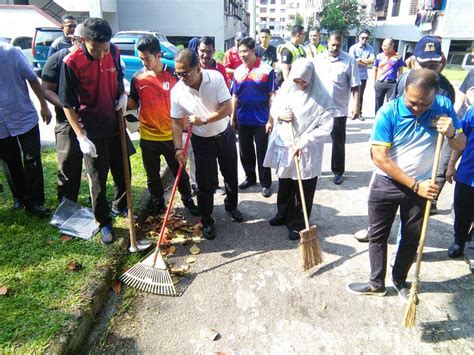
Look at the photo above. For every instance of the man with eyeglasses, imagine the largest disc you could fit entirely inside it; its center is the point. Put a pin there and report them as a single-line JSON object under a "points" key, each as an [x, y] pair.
{"points": [[202, 98], [364, 55], [68, 25]]}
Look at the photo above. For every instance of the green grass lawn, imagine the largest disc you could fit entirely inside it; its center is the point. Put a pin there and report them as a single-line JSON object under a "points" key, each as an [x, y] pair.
{"points": [[455, 75], [42, 292]]}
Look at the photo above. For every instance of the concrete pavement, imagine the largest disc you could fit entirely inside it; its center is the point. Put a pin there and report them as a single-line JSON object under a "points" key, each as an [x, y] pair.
{"points": [[247, 284]]}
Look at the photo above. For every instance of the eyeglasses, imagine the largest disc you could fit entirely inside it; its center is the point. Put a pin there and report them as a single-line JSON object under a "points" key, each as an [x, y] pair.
{"points": [[183, 74]]}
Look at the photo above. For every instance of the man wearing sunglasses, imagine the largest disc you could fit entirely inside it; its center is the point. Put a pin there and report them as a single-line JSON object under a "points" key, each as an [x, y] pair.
{"points": [[364, 55], [68, 25], [202, 98]]}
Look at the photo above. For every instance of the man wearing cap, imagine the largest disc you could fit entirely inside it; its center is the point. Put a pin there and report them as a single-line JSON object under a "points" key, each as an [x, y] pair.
{"points": [[231, 58], [364, 55], [68, 25], [403, 144], [291, 50], [69, 154], [387, 68]]}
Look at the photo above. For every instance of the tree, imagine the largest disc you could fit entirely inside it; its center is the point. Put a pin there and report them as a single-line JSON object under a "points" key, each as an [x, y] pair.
{"points": [[344, 15]]}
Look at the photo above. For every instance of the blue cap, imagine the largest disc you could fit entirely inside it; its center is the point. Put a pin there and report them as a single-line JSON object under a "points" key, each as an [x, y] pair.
{"points": [[428, 49]]}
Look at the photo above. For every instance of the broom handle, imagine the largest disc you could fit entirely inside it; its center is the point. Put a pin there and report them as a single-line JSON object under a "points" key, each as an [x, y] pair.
{"points": [[426, 217], [300, 182], [128, 189], [170, 203]]}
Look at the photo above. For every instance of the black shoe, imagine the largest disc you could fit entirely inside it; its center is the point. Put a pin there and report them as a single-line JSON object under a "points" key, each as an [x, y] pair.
{"points": [[246, 184], [293, 235], [366, 289], [337, 179], [455, 250], [191, 207], [266, 192], [236, 215], [276, 221], [403, 289], [17, 204], [209, 231], [362, 236], [38, 211]]}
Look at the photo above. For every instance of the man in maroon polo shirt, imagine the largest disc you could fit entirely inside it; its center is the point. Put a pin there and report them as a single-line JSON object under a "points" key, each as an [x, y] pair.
{"points": [[91, 79]]}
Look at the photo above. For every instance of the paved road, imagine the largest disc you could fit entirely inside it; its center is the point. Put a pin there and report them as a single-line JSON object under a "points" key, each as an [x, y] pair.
{"points": [[247, 285]]}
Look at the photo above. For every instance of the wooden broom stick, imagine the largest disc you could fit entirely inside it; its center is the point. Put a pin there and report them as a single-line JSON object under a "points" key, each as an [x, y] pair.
{"points": [[410, 311]]}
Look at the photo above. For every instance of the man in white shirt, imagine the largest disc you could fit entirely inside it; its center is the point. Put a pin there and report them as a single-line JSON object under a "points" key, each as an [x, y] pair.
{"points": [[339, 73], [201, 97]]}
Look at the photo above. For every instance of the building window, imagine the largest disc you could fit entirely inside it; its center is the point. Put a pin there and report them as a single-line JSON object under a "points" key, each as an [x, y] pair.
{"points": [[395, 8]]}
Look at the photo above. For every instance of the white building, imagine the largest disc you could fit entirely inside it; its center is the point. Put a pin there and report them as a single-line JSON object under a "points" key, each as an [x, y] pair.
{"points": [[179, 20], [452, 20]]}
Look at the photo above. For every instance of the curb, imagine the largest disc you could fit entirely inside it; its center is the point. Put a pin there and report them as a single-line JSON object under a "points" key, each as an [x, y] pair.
{"points": [[96, 292]]}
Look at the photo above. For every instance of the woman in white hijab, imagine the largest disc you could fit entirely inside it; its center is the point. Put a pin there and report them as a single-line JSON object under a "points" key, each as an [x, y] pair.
{"points": [[304, 102]]}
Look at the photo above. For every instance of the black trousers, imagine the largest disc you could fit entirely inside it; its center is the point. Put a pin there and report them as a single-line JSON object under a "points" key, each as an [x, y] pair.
{"points": [[383, 89], [10, 153], [33, 169], [151, 156], [289, 203], [206, 150], [385, 197], [463, 212], [363, 84], [247, 136], [69, 161], [109, 153], [338, 135]]}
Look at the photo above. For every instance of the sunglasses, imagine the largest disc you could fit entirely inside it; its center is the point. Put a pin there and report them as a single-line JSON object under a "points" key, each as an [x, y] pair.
{"points": [[183, 74]]}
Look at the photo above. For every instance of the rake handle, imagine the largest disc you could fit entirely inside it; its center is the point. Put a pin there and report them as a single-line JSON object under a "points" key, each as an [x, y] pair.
{"points": [[170, 203], [300, 180], [426, 216], [128, 189]]}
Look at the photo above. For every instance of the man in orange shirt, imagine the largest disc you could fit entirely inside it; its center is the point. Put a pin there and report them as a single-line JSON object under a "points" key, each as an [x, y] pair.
{"points": [[150, 90]]}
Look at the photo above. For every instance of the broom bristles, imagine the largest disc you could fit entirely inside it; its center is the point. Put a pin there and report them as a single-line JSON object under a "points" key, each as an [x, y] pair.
{"points": [[410, 311], [311, 254]]}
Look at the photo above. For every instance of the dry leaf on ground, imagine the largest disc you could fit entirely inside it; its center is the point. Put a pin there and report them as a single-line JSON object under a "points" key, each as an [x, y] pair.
{"points": [[73, 266], [194, 250]]}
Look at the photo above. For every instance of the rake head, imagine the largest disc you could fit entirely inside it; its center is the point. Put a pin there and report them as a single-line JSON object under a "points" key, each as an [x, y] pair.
{"points": [[150, 277], [311, 254]]}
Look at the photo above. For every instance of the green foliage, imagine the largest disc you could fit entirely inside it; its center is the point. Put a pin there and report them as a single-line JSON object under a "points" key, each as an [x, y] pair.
{"points": [[344, 15], [42, 293]]}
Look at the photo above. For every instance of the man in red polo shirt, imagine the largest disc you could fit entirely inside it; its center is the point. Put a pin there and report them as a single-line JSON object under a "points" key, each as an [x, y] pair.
{"points": [[232, 59], [91, 79], [150, 90]]}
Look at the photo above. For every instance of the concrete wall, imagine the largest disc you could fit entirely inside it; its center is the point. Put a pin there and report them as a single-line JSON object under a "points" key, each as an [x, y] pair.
{"points": [[178, 18]]}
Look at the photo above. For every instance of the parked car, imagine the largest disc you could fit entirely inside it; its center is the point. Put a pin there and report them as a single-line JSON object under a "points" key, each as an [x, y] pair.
{"points": [[23, 43], [126, 41], [42, 40]]}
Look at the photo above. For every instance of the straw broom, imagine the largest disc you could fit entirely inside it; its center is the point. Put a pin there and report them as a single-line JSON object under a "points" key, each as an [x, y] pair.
{"points": [[410, 311], [310, 247]]}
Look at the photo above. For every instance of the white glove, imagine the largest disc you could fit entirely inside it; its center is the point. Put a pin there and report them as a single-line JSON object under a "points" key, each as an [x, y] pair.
{"points": [[87, 147], [121, 103]]}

==*==

Exercise brief: Repeat word for word the lines running from the line containing "rake head, imagine" to the end of the entries above, inclusive.

Response to this exercise:
Look at the photo above. For every instance of the rake head, imagine the largest disc you could fit entirely inside it; its center is the point. Put a pin there and report them as a single-line JSON object under a "points" key, each as an [x, y] pair.
{"points": [[150, 277], [311, 254]]}
Look at the photo above. For every instance of the green foliage, imagine the largest disc you could fit entirely inside it; its center is the point. Put a pin there and report them as a single-line JSON object under a "points" key, each as an [x, y] pair.
{"points": [[344, 15], [42, 293]]}
Look at the photo above. For every instance of the man in red polo shirt, imagine the largest disc you could fit entirely inside it; its center is the point. Put a pin there and report them as a single-line JSON object under a "points" key, each as an [x, y] pair.
{"points": [[232, 59], [91, 79], [150, 90]]}
Look at the photo above. For every instance of the concrete wall, imagine the largest disc you could fit entirely inside it; its center is the point. Put a pin there and report them as a single-line JSON object under a "points" key, each as an [x, y] pair.
{"points": [[178, 18]]}
Look at the photo above. For every instance of the parked car, imagine the largest disc you could fit entirely inside it; its center is the point. Put a pin there and report them as a single-line JSON object under a "points" key, each as an [x, y] pair.
{"points": [[23, 43], [126, 41], [42, 40]]}
Look at the photo above. For every instance of the straw broom, imagine the largest disc you could fit entirely inside it; its center is the point. Put a pin there and report them as a single-line JSON object under a "points" key, each as an [x, y] pair.
{"points": [[410, 311], [310, 247]]}
Look at the photo above. For every instance of the white glove, imagine the largest disc you could fit entirely inside it; its center is the point. Put a pin there and report them as a single-line JSON object under a "points" key, each as an [x, y] pair.
{"points": [[87, 147], [121, 103]]}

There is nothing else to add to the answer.